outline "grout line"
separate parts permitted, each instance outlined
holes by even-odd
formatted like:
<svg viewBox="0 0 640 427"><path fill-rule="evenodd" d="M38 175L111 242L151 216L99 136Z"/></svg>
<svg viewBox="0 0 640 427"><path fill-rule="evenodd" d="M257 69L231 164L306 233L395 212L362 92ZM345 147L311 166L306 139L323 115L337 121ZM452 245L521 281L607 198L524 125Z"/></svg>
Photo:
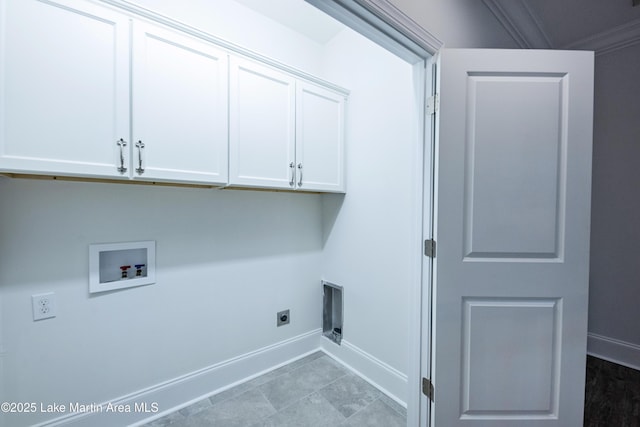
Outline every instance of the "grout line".
<svg viewBox="0 0 640 427"><path fill-rule="evenodd" d="M390 400L391 402L395 403L395 405L390 405L389 403L387 403L385 401L385 398ZM391 408L391 410L393 412L395 412L396 414L398 414L398 415L400 415L400 416L402 416L404 418L407 418L406 409L402 408L402 406L398 405L397 402L395 402L393 399L391 399L386 394L382 393L382 395L378 399L380 399L382 401L382 403L384 403L387 407ZM398 409L398 408L400 408L400 409ZM403 409L404 409L404 412L403 412Z"/></svg>
<svg viewBox="0 0 640 427"><path fill-rule="evenodd" d="M357 414L359 414L360 412L364 411L365 409L367 409L369 406L373 405L375 402L377 402L378 400L380 400L380 396L376 397L375 399L373 399L371 401L371 403L368 403L367 405L365 405L364 407L358 409L356 412L354 412L353 414L351 414L350 416L346 417L346 419L350 419L352 417L355 417ZM384 403L384 402L382 402Z"/></svg>
<svg viewBox="0 0 640 427"><path fill-rule="evenodd" d="M271 381L273 381L273 380L275 380L275 379L277 379L277 378L280 378L281 376L286 375L286 374L288 374L288 373L291 373L291 372L293 372L293 371L295 371L295 370L297 370L297 369L298 369L298 368L295 368L295 369L288 370L288 369L283 369L283 368L287 368L287 366L292 365L292 364L295 364L295 363L298 363L300 360L303 360L303 359L305 359L305 358L307 358L307 357L311 356L312 354L316 354L316 353L322 353L322 352L321 352L321 351L319 351L319 350L318 350L318 351L314 351L314 352L312 352L312 353L308 354L307 356L304 356L304 357L302 357L302 358L300 358L300 359L294 360L293 362L291 362L291 363L289 363L289 364L279 366L279 367L277 367L277 368L275 368L275 369L272 369L272 370L270 370L270 371L268 371L268 372L265 372L265 373L264 373L264 374L262 374L262 375L259 375L259 376L257 376L257 377L254 377L254 378L248 379L248 380L247 380L247 381L245 381L245 382L242 382L242 383L240 383L240 384L237 384L237 385L235 385L235 386L233 386L233 387L231 387L231 388L228 388L228 389L223 390L223 391L221 391L221 392L219 392L219 393L216 393L216 394L212 394L211 396L209 396L209 397L208 397L208 398L206 398L206 399L209 399L209 401L211 402L212 406L215 406L215 405L217 405L217 404L219 404L219 403L226 402L226 401L227 401L227 400L229 400L229 399L233 399L233 398L235 398L235 397L241 396L241 395L245 394L245 393L246 393L246 392L248 392L248 391L251 391L251 390L254 390L254 389L258 389L258 388L260 388L261 386L263 386L263 385L265 385L265 384L267 384L267 383L270 383ZM311 363L311 362L313 362L313 361L315 361L315 360L318 360L320 357L323 357L323 356L324 356L324 354L322 354L322 355L321 355L321 356L319 356L319 357L316 357L315 359L310 360L309 362L303 363L303 364L302 364L302 365L300 365L299 367L303 367L303 366L307 365L308 363ZM271 378L270 380L267 380L267 381L265 381L265 382L263 382L263 383L259 383L259 384L253 385L253 386L250 386L250 387L249 387L249 388L247 388L246 390L244 390L244 391L242 391L242 392L239 392L239 393L237 393L237 394L232 393L232 390L234 390L234 389L236 389L236 388L240 388L240 387L246 386L247 384L249 384L249 383L251 383L251 382L255 382L256 380L258 380L258 379L260 379L260 378L263 378L263 377L266 377L266 376L268 376L268 375L273 375L273 373L274 373L274 372L277 372L277 371L279 371L279 370L282 370L282 373L280 373L280 374L278 374L278 375L275 375L275 376L274 376L273 378ZM221 395L221 394L223 394L223 393L229 393L229 396L228 396L228 397L226 397L226 398L225 398L225 399L223 399L223 400L218 401L218 402L213 402L213 401L211 401L211 399L212 399L212 398L214 398L215 396L219 396L219 395ZM263 393L263 394L264 394L264 393ZM266 396L265 396L265 397L266 397ZM267 399L267 401L268 401L268 399ZM196 402L196 403L197 403L197 402ZM196 404L196 403L194 403L194 404ZM271 402L269 402L269 404L271 404ZM183 409L184 409L184 408L183 408ZM274 408L274 409L275 409L275 408Z"/></svg>
<svg viewBox="0 0 640 427"><path fill-rule="evenodd" d="M343 375L342 377L344 377L344 375ZM340 377L340 378L342 378L342 377ZM338 379L340 379L340 378L338 378ZM337 381L338 379L336 379L336 381ZM331 382L331 383L329 383L329 384L333 384L333 382ZM282 408L280 408L280 409L279 409L279 410L277 410L277 411L278 411L278 412L284 411L285 409L287 409L287 408L289 408L289 407L291 407L291 406L295 405L296 403L300 402L302 399L306 399L307 397L311 396L312 394L314 394L314 393L318 393L320 390L322 390L323 388L325 388L325 387L326 387L326 386L328 386L329 384L324 385L324 386L322 386L322 387L321 387L321 388L319 388L319 389L313 390L311 393L305 394L304 396L302 396L302 397L301 397L301 398L299 398L298 400L294 400L293 402L289 403L287 406L283 406ZM269 400L269 399L267 399L267 400ZM271 402L269 402L269 403L271 403ZM329 402L329 403L331 403L331 402ZM333 405L331 405L331 406L333 406ZM334 406L334 408L335 408L335 406Z"/></svg>
<svg viewBox="0 0 640 427"><path fill-rule="evenodd" d="M301 368L301 367L303 367L303 366L305 366L305 365L307 365L307 364L309 364L309 363L311 363L311 362L315 362L316 360L319 360L319 359L321 359L322 357L327 357L327 356L326 356L326 355L322 355L322 356L320 356L320 357L318 357L318 358L316 358L316 359L313 359L313 360L311 360L311 361L309 361L309 362L307 362L307 363L303 364L302 366L300 366L300 368ZM294 362L294 363L295 363L295 362ZM298 369L299 369L299 368L293 369L292 371L287 372L287 374L290 374L291 372L297 371ZM285 410L285 409L287 409L287 408L289 408L289 407L291 407L291 406L295 405L296 403L300 402L302 399L306 399L307 397L311 396L312 394L314 394L314 393L318 393L318 392L319 392L320 390L322 390L323 388L328 387L330 384L333 384L334 382L338 381L339 379L344 378L344 377L346 377L347 375L349 375L349 373L350 373L350 372L349 372L349 370L348 370L348 369L346 369L346 368L344 368L344 367L343 367L343 369L345 369L345 370L347 371L347 373L345 373L344 375L341 375L340 377L336 378L335 380L331 381L330 383L327 383L327 384L323 385L323 386L322 386L322 387L320 387L319 389L313 390L311 393L308 393L308 394L306 394L306 395L302 396L302 397L301 397L301 398L299 398L298 400L295 400L295 401L291 402L291 403L290 403L290 404L288 404L287 406L283 406L282 408L280 408L279 410L276 410L276 411L277 411L277 412L281 412L281 411L283 411L283 410ZM273 380L271 380L271 381L273 381ZM266 383L265 383L265 384L266 384ZM261 391L262 391L262 390L261 390ZM263 394L264 394L264 393L263 393ZM266 397L266 396L265 396L265 397ZM323 396L323 397L324 397L324 396ZM267 401L269 401L269 399L267 399ZM328 400L327 400L327 401L328 401ZM271 402L269 402L269 403L271 403ZM331 404L331 402L329 402L329 404L330 404L334 409L336 409L336 410L338 409L338 408L336 408L335 406L333 406L333 405ZM273 406L273 405L272 405L272 406ZM275 409L275 408L274 408L274 409ZM338 412L340 412L340 411L338 411ZM342 415L342 414L340 414L340 415ZM271 416L271 415L270 415L270 416ZM343 417L344 417L344 415L343 415ZM345 417L345 419L346 419L346 417Z"/></svg>
<svg viewBox="0 0 640 427"><path fill-rule="evenodd" d="M269 401L269 399L267 399L267 396L262 392L262 390L260 390L260 387L256 387L256 388L258 389L258 393L260 393L260 394L262 395L262 397L264 398L264 400L265 400L265 401L269 404L269 406L271 406L271 407L273 408L273 410L275 411L275 412L274 412L273 414L271 414L271 415L267 415L266 417L260 417L260 421L266 421L268 418L271 418L271 417L273 417L273 416L277 415L277 414L278 414L278 412L280 412L280 411L278 411L278 410L276 409L276 407L275 407L275 406L273 406L273 404Z"/></svg>

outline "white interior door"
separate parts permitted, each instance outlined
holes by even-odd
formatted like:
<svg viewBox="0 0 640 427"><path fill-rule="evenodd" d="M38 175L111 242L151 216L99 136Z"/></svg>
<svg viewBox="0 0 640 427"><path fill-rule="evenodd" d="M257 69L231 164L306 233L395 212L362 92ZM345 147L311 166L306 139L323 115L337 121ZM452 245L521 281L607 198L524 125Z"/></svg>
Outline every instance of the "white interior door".
<svg viewBox="0 0 640 427"><path fill-rule="evenodd" d="M593 54L443 50L431 421L582 426Z"/></svg>

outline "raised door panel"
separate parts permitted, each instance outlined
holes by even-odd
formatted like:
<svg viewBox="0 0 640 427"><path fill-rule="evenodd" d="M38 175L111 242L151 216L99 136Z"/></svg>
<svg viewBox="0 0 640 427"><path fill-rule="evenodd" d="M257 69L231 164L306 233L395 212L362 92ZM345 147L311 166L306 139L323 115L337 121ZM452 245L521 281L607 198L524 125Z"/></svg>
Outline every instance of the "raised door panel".
<svg viewBox="0 0 640 427"><path fill-rule="evenodd" d="M344 95L298 82L296 186L344 192Z"/></svg>
<svg viewBox="0 0 640 427"><path fill-rule="evenodd" d="M294 188L295 79L232 57L230 82L229 183Z"/></svg>
<svg viewBox="0 0 640 427"><path fill-rule="evenodd" d="M76 0L4 0L0 13L0 170L122 176L128 18Z"/></svg>
<svg viewBox="0 0 640 427"><path fill-rule="evenodd" d="M134 179L227 183L227 63L214 45L135 23Z"/></svg>
<svg viewBox="0 0 640 427"><path fill-rule="evenodd" d="M566 74L469 73L465 258L561 255L568 84Z"/></svg>

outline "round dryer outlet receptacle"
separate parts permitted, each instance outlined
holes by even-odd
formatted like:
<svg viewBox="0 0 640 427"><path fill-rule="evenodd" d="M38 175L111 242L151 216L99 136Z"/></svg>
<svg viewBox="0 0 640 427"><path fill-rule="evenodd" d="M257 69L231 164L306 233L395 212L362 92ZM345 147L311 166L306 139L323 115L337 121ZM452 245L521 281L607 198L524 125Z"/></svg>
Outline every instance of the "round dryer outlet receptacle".
<svg viewBox="0 0 640 427"><path fill-rule="evenodd" d="M283 326L289 324L289 310L279 311L277 314L277 326Z"/></svg>

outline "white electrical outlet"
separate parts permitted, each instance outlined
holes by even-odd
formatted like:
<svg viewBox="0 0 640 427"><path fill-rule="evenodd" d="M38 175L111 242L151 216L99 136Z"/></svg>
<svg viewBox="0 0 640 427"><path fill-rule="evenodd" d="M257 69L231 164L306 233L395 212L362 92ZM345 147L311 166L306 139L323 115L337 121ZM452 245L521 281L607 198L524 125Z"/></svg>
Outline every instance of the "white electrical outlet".
<svg viewBox="0 0 640 427"><path fill-rule="evenodd" d="M56 317L56 294L53 292L31 295L31 304L33 306L33 320Z"/></svg>

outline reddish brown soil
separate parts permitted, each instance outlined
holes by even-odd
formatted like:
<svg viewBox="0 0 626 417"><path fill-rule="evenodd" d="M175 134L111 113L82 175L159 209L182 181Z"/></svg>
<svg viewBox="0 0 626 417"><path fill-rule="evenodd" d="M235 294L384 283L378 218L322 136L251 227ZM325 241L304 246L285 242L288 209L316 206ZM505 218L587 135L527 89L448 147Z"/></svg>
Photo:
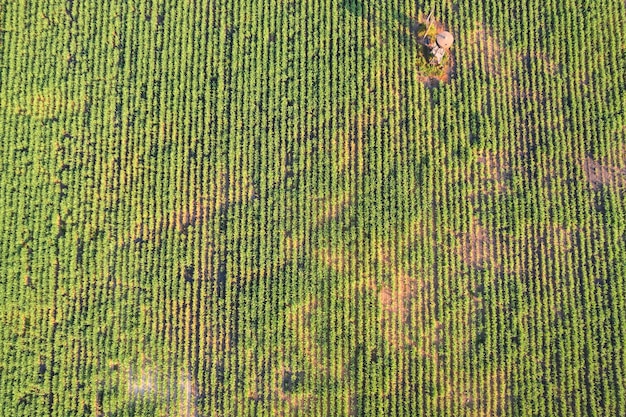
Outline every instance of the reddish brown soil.
<svg viewBox="0 0 626 417"><path fill-rule="evenodd" d="M593 189L602 186L623 188L626 186L626 169L617 166L602 165L600 162L585 158L583 170Z"/></svg>

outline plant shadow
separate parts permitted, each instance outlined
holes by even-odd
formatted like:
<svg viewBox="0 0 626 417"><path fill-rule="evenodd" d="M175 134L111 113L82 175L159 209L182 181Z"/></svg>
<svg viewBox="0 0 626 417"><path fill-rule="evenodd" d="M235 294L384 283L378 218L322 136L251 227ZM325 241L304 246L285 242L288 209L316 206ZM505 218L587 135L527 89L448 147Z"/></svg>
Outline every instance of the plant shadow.
<svg viewBox="0 0 626 417"><path fill-rule="evenodd" d="M356 17L365 19L368 22L372 21L372 16L367 13L363 2L360 0L342 0L341 6Z"/></svg>
<svg viewBox="0 0 626 417"><path fill-rule="evenodd" d="M419 46L418 33L426 29L416 17L411 17L395 7L391 7L391 10L383 9L376 3L365 5L362 0L342 0L341 6L353 16L375 24L406 48Z"/></svg>

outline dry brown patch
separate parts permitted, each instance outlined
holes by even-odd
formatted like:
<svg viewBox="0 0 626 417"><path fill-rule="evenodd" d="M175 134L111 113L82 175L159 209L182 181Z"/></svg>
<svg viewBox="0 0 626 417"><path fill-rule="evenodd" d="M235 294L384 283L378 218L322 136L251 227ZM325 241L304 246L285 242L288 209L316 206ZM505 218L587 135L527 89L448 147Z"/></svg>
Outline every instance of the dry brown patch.
<svg viewBox="0 0 626 417"><path fill-rule="evenodd" d="M350 263L346 258L346 254L339 252L337 249L322 248L314 252L315 257L323 264L340 274L348 272Z"/></svg>
<svg viewBox="0 0 626 417"><path fill-rule="evenodd" d="M496 234L475 215L461 229L450 230L455 238L452 249L463 265L504 274L524 273L533 257L544 251L548 232L539 228L531 232L522 237Z"/></svg>
<svg viewBox="0 0 626 417"><path fill-rule="evenodd" d="M135 222L135 230L126 240L122 241L122 244L129 243L129 241L135 243L155 241L159 243L161 234L166 230L184 233L189 226L202 224L207 218L214 215L215 211L211 210L212 207L214 207L213 204L210 204L207 199L199 198L189 202L187 207L162 215L156 221L139 220Z"/></svg>
<svg viewBox="0 0 626 417"><path fill-rule="evenodd" d="M331 195L328 198L316 201L314 225L321 226L339 217L343 210L350 205L352 195L349 192Z"/></svg>
<svg viewBox="0 0 626 417"><path fill-rule="evenodd" d="M254 196L254 188L247 175L235 177L234 170L223 170L217 175L213 189L205 195L183 202L179 208L163 214L155 221L144 218L135 223L135 230L126 241L158 241L167 230L186 233L189 227L201 226L205 221L215 217L230 204L249 201ZM147 216L146 216L147 217Z"/></svg>
<svg viewBox="0 0 626 417"><path fill-rule="evenodd" d="M574 249L574 233L573 227L565 228L556 224L549 226L545 234L548 256L566 262L565 254Z"/></svg>
<svg viewBox="0 0 626 417"><path fill-rule="evenodd" d="M534 59L541 63L543 70L549 75L556 75L559 72L559 65L554 62L548 54L541 51L535 51L528 55L528 59Z"/></svg>
<svg viewBox="0 0 626 417"><path fill-rule="evenodd" d="M404 294L399 294L401 291L383 286L378 296L378 302L382 309L380 325L383 336L396 349L415 346L404 329L407 324L407 299Z"/></svg>
<svg viewBox="0 0 626 417"><path fill-rule="evenodd" d="M335 253L335 255L330 255ZM355 266L347 262L347 258L352 256L349 253L335 252L331 249L321 249L316 252L318 259L328 267L340 273L352 274L349 285L346 285L336 297L347 304L354 303L359 297L368 297L377 290L374 279L368 274L355 274ZM294 340L298 340L298 346L302 349L304 357L310 365L321 372L327 378L339 380L345 377L348 370L347 358L337 355L329 357L326 350L317 340L318 329L313 326L313 317L318 314L318 308L323 308L316 298L294 305L287 313L288 328L294 334ZM354 321L348 319L345 326L354 325ZM342 327L340 327L341 329ZM345 330L343 330L345 331Z"/></svg>
<svg viewBox="0 0 626 417"><path fill-rule="evenodd" d="M626 169L622 167L603 165L592 158L585 158L583 170L587 181L595 190L602 186L624 188L626 186Z"/></svg>
<svg viewBox="0 0 626 417"><path fill-rule="evenodd" d="M361 175L363 172L363 138L374 124L375 112L371 108L355 112L345 127L333 135L330 142L330 156L333 169L339 173L350 172Z"/></svg>
<svg viewBox="0 0 626 417"><path fill-rule="evenodd" d="M456 237L457 254L467 266L472 268L493 266L499 269L494 257L493 236L477 218L473 218L468 229L457 233Z"/></svg>
<svg viewBox="0 0 626 417"><path fill-rule="evenodd" d="M63 114L79 113L85 103L84 100L77 102L67 99L66 94L59 88L46 88L14 102L3 100L0 105L4 108L12 107L18 115L30 116L36 120L50 120Z"/></svg>
<svg viewBox="0 0 626 417"><path fill-rule="evenodd" d="M478 68L490 75L500 75L502 71L503 48L495 35L482 24L477 23L468 39L468 45L474 45L476 52L469 54L471 68Z"/></svg>
<svg viewBox="0 0 626 417"><path fill-rule="evenodd" d="M302 416L309 415L316 403L316 397L310 393L284 393L280 390L276 393L275 409L278 416Z"/></svg>
<svg viewBox="0 0 626 417"><path fill-rule="evenodd" d="M163 220L161 228L174 228L178 232L183 233L189 226L201 224L209 216L215 215L215 211L212 210L214 207L213 204L210 204L207 199L204 198L191 201L187 207L170 212Z"/></svg>
<svg viewBox="0 0 626 417"><path fill-rule="evenodd" d="M416 230L407 232L412 236L410 240L423 237L423 226L421 222L416 223L417 237L413 236ZM425 356L430 356L430 352L436 350L436 346L432 346L436 339L434 304L428 301L433 295L433 282L418 278L425 276L419 272L421 269L406 270L393 247L382 244L374 244L374 247L374 262L390 277L388 282L381 283L373 273L357 269L356 255L344 250L322 248L316 250L315 256L338 273L356 278L342 297L376 296L380 328L391 346L396 349L418 346Z"/></svg>
<svg viewBox="0 0 626 417"><path fill-rule="evenodd" d="M391 276L391 281L382 285L376 276L356 270L356 264L350 261L356 256L354 254L336 248L323 248L316 251L316 256L322 263L338 273L356 278L341 297L377 295L381 330L392 346L401 349L415 345L409 330L413 323L421 324L422 322L424 302L423 297L417 296L421 294L422 288L420 280L397 264L396 254L393 251L379 248L376 253L376 262L379 262Z"/></svg>
<svg viewBox="0 0 626 417"><path fill-rule="evenodd" d="M417 347L421 339L426 345L423 354L428 355L435 337L432 304L426 301L431 294L428 284L406 271L393 249L379 246L376 260L391 276L378 291L383 337L396 349Z"/></svg>
<svg viewBox="0 0 626 417"><path fill-rule="evenodd" d="M294 331L296 340L301 341L300 347L305 353L306 359L311 366L324 374L329 374L328 366L325 364L325 355L321 347L315 342L311 329L311 317L318 308L316 298L294 306L287 315L287 322Z"/></svg>
<svg viewBox="0 0 626 417"><path fill-rule="evenodd" d="M384 310L396 315L406 324L409 320L411 299L417 290L417 280L397 268L392 272L392 277L391 286L382 286L378 300Z"/></svg>
<svg viewBox="0 0 626 417"><path fill-rule="evenodd" d="M470 197L502 194L508 191L511 167L509 159L498 151L479 150L476 154L475 169L470 174L470 182L476 184Z"/></svg>
<svg viewBox="0 0 626 417"><path fill-rule="evenodd" d="M440 404L467 410L472 416L502 416L510 413L511 392L506 375L502 370L471 375L458 371L454 379L444 376L448 389L444 391Z"/></svg>
<svg viewBox="0 0 626 417"><path fill-rule="evenodd" d="M274 411L280 416L307 415L311 412L316 399L315 395L306 392L292 392L294 378L303 378L303 372L282 368L276 376L274 387ZM299 382L298 382L299 384Z"/></svg>
<svg viewBox="0 0 626 417"><path fill-rule="evenodd" d="M455 252L466 266L505 274L527 272L536 265L538 257L564 262L574 245L572 228L558 224L532 227L521 237L506 233L496 236L478 218L472 217L466 228L453 233Z"/></svg>
<svg viewBox="0 0 626 417"><path fill-rule="evenodd" d="M431 261L410 256L435 249L434 225L430 220L416 220L389 240L372 242L374 262L388 277L378 280L379 323L384 339L395 349L417 349L423 357L438 360L444 338L437 318L437 271ZM412 259L405 264L406 255Z"/></svg>

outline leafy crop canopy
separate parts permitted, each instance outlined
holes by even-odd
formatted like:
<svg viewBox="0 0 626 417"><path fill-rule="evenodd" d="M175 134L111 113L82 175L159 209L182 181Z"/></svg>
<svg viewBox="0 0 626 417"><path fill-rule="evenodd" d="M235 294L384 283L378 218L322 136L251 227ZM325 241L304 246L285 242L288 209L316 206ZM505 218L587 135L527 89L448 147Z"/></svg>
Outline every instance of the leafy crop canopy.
++++++++++
▶ [Exercise description]:
Determine how many lines in the records above have the string "leafy". Only the number should be returned.

▶ [Answer section]:
2